**** RECORDS SUPPLIED ****

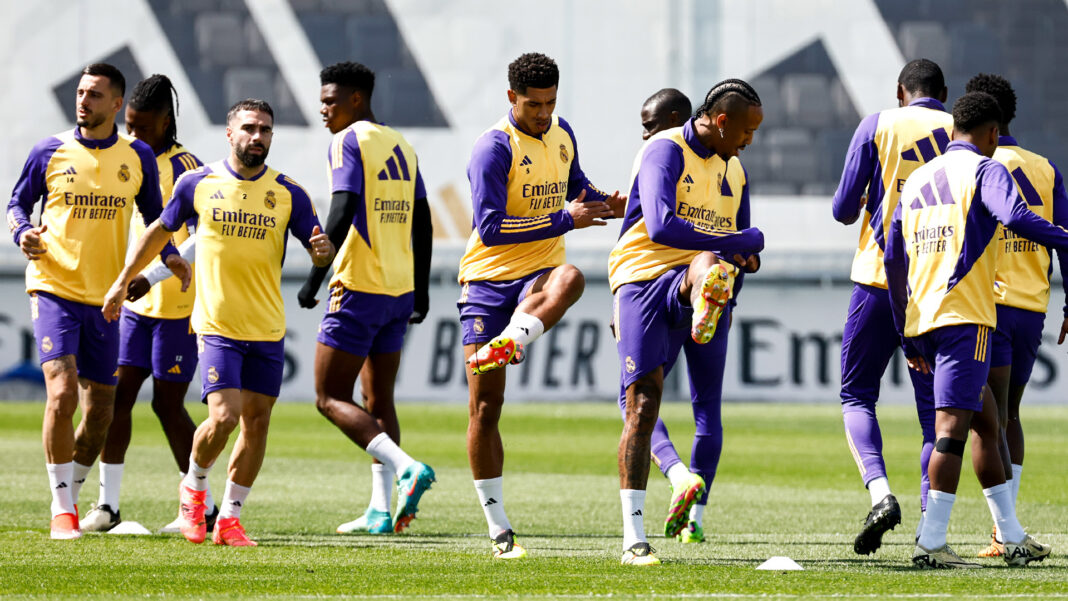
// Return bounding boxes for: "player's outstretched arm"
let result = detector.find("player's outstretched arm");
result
[831,113,879,225]
[100,219,178,321]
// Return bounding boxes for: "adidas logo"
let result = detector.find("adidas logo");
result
[378,145,411,181]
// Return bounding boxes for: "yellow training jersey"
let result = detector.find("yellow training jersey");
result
[834,98,953,288]
[608,122,749,292]
[160,160,319,342]
[126,143,203,319]
[459,112,606,284]
[994,136,1068,313]
[7,128,160,305]
[328,121,426,297]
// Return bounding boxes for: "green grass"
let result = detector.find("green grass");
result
[0,404,1068,599]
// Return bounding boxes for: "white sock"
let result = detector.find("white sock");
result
[690,503,705,527]
[983,483,1027,542]
[45,463,74,518]
[96,461,124,511]
[367,432,415,474]
[182,455,211,491]
[501,311,545,347]
[474,476,512,538]
[619,489,646,551]
[668,461,690,488]
[371,463,394,513]
[1012,463,1023,507]
[70,461,93,504]
[868,476,890,507]
[916,490,957,551]
[219,480,252,520]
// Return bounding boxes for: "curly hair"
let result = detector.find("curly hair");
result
[897,59,945,98]
[964,73,1016,125]
[693,79,760,116]
[508,52,560,94]
[129,73,178,143]
[319,61,375,99]
[953,92,1002,133]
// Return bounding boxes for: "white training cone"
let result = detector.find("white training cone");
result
[756,555,804,571]
[108,521,152,534]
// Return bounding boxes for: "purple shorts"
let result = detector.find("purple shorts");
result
[456,267,552,345]
[316,286,415,357]
[913,323,993,411]
[614,265,693,389]
[990,304,1046,386]
[197,335,285,399]
[30,291,119,386]
[119,306,197,382]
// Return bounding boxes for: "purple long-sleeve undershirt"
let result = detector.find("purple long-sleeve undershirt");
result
[631,140,764,257]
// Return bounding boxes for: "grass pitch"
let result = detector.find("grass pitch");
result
[0,402,1068,599]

****

◆ **STATED EXERCISE**
Recast the entries above as a numbered list, starting at the beginning of the entries and ending at the line that contains "[378,145,411,181]", with that line included. Leave out blank lines and the pictures.

◆ **EXERCISE RESULT**
1. // Return bounding boxes for: "player's outstretched arm"
2. let result = detector.find("player's outstretched arm");
3. result
4. [831,113,879,225]
5. [100,219,178,321]
6. // Return bounding boxes for: "adidas logo"
7. let result = detector.find("adidas logo");
8. result
9. [378,145,411,181]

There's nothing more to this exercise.